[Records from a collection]
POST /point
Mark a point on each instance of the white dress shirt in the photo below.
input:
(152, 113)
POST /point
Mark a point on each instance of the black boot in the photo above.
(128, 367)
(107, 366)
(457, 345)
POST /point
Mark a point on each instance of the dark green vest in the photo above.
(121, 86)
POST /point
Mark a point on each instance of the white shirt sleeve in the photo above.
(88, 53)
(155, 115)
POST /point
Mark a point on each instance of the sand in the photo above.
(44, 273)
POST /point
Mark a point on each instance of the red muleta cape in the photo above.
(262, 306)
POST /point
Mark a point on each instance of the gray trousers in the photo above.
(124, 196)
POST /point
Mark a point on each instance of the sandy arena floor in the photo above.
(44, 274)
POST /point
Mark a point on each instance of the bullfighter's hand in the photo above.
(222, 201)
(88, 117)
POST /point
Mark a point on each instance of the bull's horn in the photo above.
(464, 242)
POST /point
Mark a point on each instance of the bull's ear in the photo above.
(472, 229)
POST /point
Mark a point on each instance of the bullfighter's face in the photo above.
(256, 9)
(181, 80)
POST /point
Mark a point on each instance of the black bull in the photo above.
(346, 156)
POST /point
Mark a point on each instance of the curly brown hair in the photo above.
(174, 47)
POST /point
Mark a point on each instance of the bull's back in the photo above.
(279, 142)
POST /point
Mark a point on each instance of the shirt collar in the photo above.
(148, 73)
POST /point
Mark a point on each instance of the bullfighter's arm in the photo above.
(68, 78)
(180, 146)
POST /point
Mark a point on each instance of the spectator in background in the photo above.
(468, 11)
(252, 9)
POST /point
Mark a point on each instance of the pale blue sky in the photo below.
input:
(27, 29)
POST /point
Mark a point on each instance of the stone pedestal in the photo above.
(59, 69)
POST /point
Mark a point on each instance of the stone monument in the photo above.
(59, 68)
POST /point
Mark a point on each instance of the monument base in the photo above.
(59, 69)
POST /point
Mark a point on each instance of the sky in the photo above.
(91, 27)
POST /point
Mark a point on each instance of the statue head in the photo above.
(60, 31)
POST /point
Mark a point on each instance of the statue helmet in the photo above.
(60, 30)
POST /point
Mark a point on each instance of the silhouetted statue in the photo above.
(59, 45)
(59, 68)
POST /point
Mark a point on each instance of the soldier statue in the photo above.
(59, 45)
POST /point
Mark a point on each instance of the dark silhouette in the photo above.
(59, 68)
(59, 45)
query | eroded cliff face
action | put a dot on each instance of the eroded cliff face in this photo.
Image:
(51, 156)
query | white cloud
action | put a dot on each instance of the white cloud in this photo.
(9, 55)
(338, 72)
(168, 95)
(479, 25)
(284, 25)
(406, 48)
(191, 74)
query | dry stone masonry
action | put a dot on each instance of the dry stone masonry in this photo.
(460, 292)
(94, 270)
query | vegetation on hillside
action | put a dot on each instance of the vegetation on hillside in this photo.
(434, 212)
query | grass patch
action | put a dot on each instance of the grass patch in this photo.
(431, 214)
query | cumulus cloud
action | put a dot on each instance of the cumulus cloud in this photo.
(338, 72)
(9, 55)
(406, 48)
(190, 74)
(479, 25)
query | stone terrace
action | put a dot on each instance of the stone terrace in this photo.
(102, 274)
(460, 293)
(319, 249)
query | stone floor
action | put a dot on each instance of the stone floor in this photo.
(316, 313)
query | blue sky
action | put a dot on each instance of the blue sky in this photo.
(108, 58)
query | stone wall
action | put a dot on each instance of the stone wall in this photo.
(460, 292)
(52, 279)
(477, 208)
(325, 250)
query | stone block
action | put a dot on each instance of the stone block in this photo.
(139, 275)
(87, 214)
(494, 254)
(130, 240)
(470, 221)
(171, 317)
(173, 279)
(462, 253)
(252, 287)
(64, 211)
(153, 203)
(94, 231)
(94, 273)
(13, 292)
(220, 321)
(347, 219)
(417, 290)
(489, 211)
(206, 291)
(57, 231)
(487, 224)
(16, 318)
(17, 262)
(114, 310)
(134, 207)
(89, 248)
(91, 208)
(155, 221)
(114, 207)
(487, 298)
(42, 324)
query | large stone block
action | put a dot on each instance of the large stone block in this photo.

▶ Your objective: The entries above must be written out again exactly as they are.

▶ Solution:
POST /point
Mark a point on each instance of the white dress shirt in the photo below.
input:
(152, 113)
POST /point
Mark a point on each instance of the black boot in the photo above.
(128, 367)
(107, 366)
(457, 345)
POST /point
Mark a point on each instance of the dark green vest in the photo above.
(121, 86)
POST /point
Mark a point on each instance of the white shirt sleeve in the photo above.
(88, 53)
(155, 115)
POST /point
Mark a point on each instance of the sand in the photo above.
(44, 273)
POST /point
Mark a point on each instance of the red muleta cape in the photo above.
(262, 306)
POST /point
Mark a point on each instance of the gray trousers in the photo above.
(124, 196)
POST /point
Mark a point on each instance of the sandy arena floor in the photo above.
(44, 274)
POST /point
Mark a point on each instance of the bullfighter's hand in the photo above.
(222, 201)
(88, 117)
POST /point
Mark a point on each instance of the bull's horn in the photo above.
(464, 242)
POST /point
Mark a point on each instance of the bull's ear in the photo above.
(472, 229)
POST /point
Mark a point on each instance of the bullfighter's face in the photo above.
(256, 9)
(181, 80)
POST /point
Mark a point on each instance of the black bull in the photo above.
(346, 156)
POST /point
Mark a point on each instance of the curly brown hair in the photo above.
(174, 47)
POST /point
Mark a point on each instance of the bull's back in the photo above.
(279, 142)
POST /point
Mark a point on each instance of the shirt collar in the photo above.
(148, 73)
POST /point
Mark a point on each instance of the bullfighter's arm in the photo above.
(68, 78)
(180, 146)
POST /point
Mark a point on each instance of the spectator in background in the photo above.
(468, 11)
(252, 9)
POST /point
Mark a point on each instance of the pale blue sky in the photo below.
input:
(27, 29)
POST /point
Mark a point on each instance of the stone pedestal in the photo above.
(59, 69)
POST /point
Mark a point on each instance of the stone monument in the photo above.
(59, 68)
POST /point
Mark a point on each instance of the monument base in the photo above.
(59, 69)
POST /point
Mark a point on each instance of the sky in the photo above.
(91, 27)
POST /point
Mark a point on each instance of the statue head in the photo above.
(60, 31)
POST /point
Mark a point on each instance of the statue helmet in the photo above.
(60, 30)
POST /point
Mark a point on each instance of the silhouetted statue in the photo above.
(59, 45)
(59, 68)
POST /point
Mark a point on each instance of the soldier statue in the photo above.
(59, 45)
POST /point
Mark a point on each instance of the dark silhouette in the photo above.
(59, 68)
(59, 45)
query | eroded cliff face
action | put a dot on each instance of the eroded cliff face in this photo.
Image:
(51, 156)
query | white cloud
action | put a dot on each instance of the white cloud in this photo.
(9, 55)
(338, 72)
(168, 95)
(479, 25)
(284, 25)
(406, 48)
(191, 74)
query | dry stone masonry
action | put a dot on each instance of the dry stone masonry in this photo.
(460, 292)
(94, 270)
query | vegetation on hillside
action | put a dot on each instance of the vegetation on hillside in this photo.
(434, 212)
query | grass patch
action | put a dot on each instance of the grass patch in this photo.
(431, 214)
query | cumulus cloud
action | put a dot on each instance of the cumulus cloud in this photo.
(338, 72)
(9, 55)
(406, 48)
(190, 74)
(479, 25)
query | stone terrace
action | put a dot on each instance of the stone terrace in this photo.
(102, 274)
(460, 293)
(319, 249)
query | stone floor
action | put a dot on each instance of the stone floor in this photo.
(316, 313)
query | blue sky
action | put a dot on each instance of the blue sky in this photo.
(108, 58)
query | stone wall
action | put a dot on each instance of the stone wall in this photo.
(460, 292)
(52, 279)
(477, 208)
(325, 250)
query | stone block
action | put a dot on each instance of the stone block in this photo.
(139, 275)
(87, 214)
(494, 254)
(130, 240)
(470, 221)
(171, 317)
(173, 279)
(462, 253)
(252, 287)
(64, 211)
(153, 203)
(94, 231)
(94, 273)
(13, 292)
(220, 321)
(347, 219)
(417, 290)
(489, 211)
(206, 291)
(57, 231)
(487, 224)
(16, 318)
(17, 262)
(114, 310)
(134, 207)
(89, 248)
(91, 208)
(155, 221)
(114, 207)
(487, 298)
(42, 324)
query | large stone block
action | put a dot on each instance of the large stone block in this photo.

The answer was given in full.